> [PROBLEM STATEMENT] Set down the line that contains "of the small" and every line after it to the end of the entries, exactly as they stand and nothing more.

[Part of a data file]
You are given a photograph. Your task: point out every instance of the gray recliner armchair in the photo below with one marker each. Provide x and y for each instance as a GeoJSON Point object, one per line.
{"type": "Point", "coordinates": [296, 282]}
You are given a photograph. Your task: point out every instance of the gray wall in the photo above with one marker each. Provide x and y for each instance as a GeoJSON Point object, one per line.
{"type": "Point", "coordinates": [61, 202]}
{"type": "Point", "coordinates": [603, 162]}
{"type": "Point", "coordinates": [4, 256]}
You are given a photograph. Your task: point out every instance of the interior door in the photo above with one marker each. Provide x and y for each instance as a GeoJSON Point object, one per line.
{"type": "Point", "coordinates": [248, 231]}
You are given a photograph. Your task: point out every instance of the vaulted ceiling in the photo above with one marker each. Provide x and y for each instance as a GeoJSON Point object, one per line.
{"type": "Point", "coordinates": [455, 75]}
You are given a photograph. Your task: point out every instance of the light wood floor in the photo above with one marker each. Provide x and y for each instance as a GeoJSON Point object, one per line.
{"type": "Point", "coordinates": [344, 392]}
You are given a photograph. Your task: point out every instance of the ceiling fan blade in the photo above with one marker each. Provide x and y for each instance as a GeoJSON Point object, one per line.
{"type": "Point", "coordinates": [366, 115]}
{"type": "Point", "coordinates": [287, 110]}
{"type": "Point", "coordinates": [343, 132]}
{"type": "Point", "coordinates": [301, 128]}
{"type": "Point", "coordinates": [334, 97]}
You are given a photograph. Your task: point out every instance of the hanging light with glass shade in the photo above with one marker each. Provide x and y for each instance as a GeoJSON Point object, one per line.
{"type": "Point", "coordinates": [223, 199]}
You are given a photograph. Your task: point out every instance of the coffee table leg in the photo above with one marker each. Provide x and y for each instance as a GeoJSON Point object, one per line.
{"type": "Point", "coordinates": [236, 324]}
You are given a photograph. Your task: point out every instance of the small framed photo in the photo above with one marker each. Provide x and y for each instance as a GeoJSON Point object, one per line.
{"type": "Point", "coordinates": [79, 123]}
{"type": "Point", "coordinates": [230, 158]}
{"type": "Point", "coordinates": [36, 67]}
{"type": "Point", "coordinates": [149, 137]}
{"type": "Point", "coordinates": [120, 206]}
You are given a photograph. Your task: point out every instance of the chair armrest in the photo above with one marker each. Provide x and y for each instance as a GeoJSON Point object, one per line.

> [EXPECTED ANSWER]
You are given a photograph. Your task: point out every instance of the small framed photo in the photo above with one marker each. Provide x and y for each instance as a GeoJSON Point object, one per line.
{"type": "Point", "coordinates": [79, 123]}
{"type": "Point", "coordinates": [230, 158]}
{"type": "Point", "coordinates": [36, 67]}
{"type": "Point", "coordinates": [149, 137]}
{"type": "Point", "coordinates": [120, 206]}
You are given a photograph. Your task: point out every instance of the chair armrest in the photo above with one marker each. Provide x and y for each instance as a GeoJSON Point object, one per line.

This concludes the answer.